- **EXTRAIT À LIRE**
* * * * *

Rappel
des épisodes précédents : au niveau stratégique l’Ukraine doit nécessairement être
offensive si elle veut réaliser son objectif de libération totale de
territoire. La Russie, de son côté, peut se contenter - et semble le faire – d’une
posture purement défensive. Cette posture stratégique offensive ukrainienne oblige
à agir fortement sur le front et/ou sur l’arrière ennemi. Les moyens ukrainiens
pour agir directement sur l’arrière politique russe, un champ d’action très incertain,
sont très limités. Le seul moyen pour agir directement et efficacement contre
le front russe dans un délai raisonnable est d’organiser de grandes opérations offensives
(GOO) qui permettront de le percer ou au moins de repousser très largement la
ligne vers le sud. L’armée ukrainienne doit planter des drapeaux sur des villes
importantes, pas sur des villages, et de coups en coups repousser par la force
l’ennemi des territoires occupés et /ou provoquer par résonnance un ébranlement
interne politique à Moscou qui obligera la Russie à négocier en position
défavorable avant le désastre, façon Allemagne 1918. C’est du moins l’idée de manœuvre.
Deux
problèmes opérationnels se posent cependant. Le premier est que l’armée
ukrainienne n’a pas l’expérience des grandes opérations offensives, qui constituent
certainement une des activités humaines les plus complexes à organiser. Celle
en cours actuellement est la troisième seulement de son histoire depuis l’indépendance.
La première, dans la province de Kharkiv en septembre 2022, a été très mobile et
brillante, mais en profitant de circonstances tout à fait exceptionnelles. Le
front russe de 2023 ne présente plus – sauf surprise à la russe – de telles
opportunités. La seconde opération, plus conforme à la guerre de
positions, s’est déroulée autour de la tête de pont de Kherson. Les choses y ont
été beaucoup plus difficiles face à une zone de front russe très bien organisée
et commandée, sans doute sur la fin par le général Mikhail Teplinsky, le commandant
des troupes d’assaut par air et unanimement reconnu comme un des meilleurs
officiers russes. On cite son nom, à retenir, car il fait aussi partie de ceux
qui fustigent la manière dont cette guerre est conduite par le haut-commandement.

* * * * *

- **CONSIGNES ÉCRITES**
a) Résumez sous forme de liste le paragraphe de l'extrait qui commence par « Rappel des épisodes précédents », en conservant ses faits principaux.
b) Réécrivez le passage de l'extrait qui commence aux mots « La première, dans » et s'arrête après « par le haut-commandement. », en rebaptisant « officiers » en « chefs militaires ».
Les entrées qui suivent proviennent d'une autre source que l'extrait.

[Entrées enregistrées du jeu de données]

* * * * *

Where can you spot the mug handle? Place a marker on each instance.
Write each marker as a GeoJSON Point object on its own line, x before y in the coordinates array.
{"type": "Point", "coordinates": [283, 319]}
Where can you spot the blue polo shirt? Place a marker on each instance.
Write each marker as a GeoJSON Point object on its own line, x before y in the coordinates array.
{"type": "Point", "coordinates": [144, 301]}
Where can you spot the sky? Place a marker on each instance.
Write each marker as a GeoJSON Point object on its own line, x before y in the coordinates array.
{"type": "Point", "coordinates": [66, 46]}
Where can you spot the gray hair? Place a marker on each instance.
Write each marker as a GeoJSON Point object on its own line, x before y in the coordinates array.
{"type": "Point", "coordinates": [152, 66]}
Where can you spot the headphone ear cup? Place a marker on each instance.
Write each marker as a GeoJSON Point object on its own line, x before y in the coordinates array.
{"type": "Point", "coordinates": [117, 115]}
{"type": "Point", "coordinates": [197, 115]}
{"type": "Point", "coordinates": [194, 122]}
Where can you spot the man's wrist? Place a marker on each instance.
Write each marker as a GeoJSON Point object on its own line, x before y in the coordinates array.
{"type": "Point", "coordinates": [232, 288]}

* * * * *

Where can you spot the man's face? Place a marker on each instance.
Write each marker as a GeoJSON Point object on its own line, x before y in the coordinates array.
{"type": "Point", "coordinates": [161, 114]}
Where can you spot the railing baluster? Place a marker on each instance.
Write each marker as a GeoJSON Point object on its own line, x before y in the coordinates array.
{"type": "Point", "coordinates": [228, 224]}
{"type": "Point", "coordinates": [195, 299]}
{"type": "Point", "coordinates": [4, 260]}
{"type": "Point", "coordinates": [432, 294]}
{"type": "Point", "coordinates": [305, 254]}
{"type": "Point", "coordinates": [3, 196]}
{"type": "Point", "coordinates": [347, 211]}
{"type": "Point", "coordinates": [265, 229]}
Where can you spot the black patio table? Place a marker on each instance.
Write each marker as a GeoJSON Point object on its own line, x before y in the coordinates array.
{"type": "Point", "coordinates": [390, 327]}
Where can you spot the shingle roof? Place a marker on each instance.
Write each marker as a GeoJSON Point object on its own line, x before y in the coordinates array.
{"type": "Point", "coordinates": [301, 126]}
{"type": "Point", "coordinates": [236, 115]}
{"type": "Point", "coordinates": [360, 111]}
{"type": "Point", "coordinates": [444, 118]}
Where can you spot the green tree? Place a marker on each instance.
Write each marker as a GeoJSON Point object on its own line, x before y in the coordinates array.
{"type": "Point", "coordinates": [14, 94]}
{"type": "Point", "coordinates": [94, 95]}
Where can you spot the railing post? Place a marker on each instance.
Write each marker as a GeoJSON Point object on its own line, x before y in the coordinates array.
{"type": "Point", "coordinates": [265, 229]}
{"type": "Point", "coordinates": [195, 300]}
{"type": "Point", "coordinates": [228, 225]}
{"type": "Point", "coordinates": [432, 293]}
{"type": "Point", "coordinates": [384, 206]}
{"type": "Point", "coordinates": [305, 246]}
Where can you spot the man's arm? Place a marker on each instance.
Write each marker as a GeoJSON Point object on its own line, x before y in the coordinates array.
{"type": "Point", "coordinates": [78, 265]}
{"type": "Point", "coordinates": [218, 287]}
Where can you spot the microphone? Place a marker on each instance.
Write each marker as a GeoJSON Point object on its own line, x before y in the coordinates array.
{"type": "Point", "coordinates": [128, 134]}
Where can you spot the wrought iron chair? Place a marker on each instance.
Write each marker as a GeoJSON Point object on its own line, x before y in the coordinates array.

* * * * *

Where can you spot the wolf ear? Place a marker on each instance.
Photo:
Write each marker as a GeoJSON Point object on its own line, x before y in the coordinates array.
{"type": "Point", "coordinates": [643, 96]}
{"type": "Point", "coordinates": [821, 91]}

* * * * *

- **RÉPONSES À L'EXERCICE**
a)
- Pour libérer tout son territoire, l'Ukraine doit adopter une stratégie offensive, alors que la Russie peut se contenter d'une posture défensive.
- L'Ukraine doit donc agir fortement sur le front et/ou sur l'arrière ennemi, mais ses moyens d'agir sur l'arrière politique russe sont très limités.
- Le seul moyen efficace dans un délai raisonnable est de mener de grandes opérations offensives (GOO) pour percer le front russe ou repousser largement la ligne vers le sud.
- L'armée ukrainienne doit prendre des villes importantes et repousser l'ennemi par la force, ou provoquer à Moscou un ébranlement politique qui obligerait la Russie à négocier en position défavorable, comme l'Allemagne en 1918.

b)
La première, dans la province de Kharkiv en septembre 2022, a été très mobile et
brillante, mais en profitant de circonstances tout à fait exceptionnelles. Le
front russe de 2023 ne présente plus – sauf surprise à la russe – de telles
opportunités. La seconde opération, plus conforme à la guerre de
positions, s’est déroulée autour de la tête de pont de Kherson. Les choses y ont
été beaucoup plus difficiles face à une zone de front russe très bien organisée
et commandée, sans doute sur la fin par le général Mikhail Teplinsky, le commandant
des troupes d’assaut par air et unanimement reconnu comme un des meilleurs
chefs militaires russes. On cite son nom, à retenir, car il fait aussi partie de ceux
qui fustigent la manière dont cette guerre est conduite par le haut-commandement.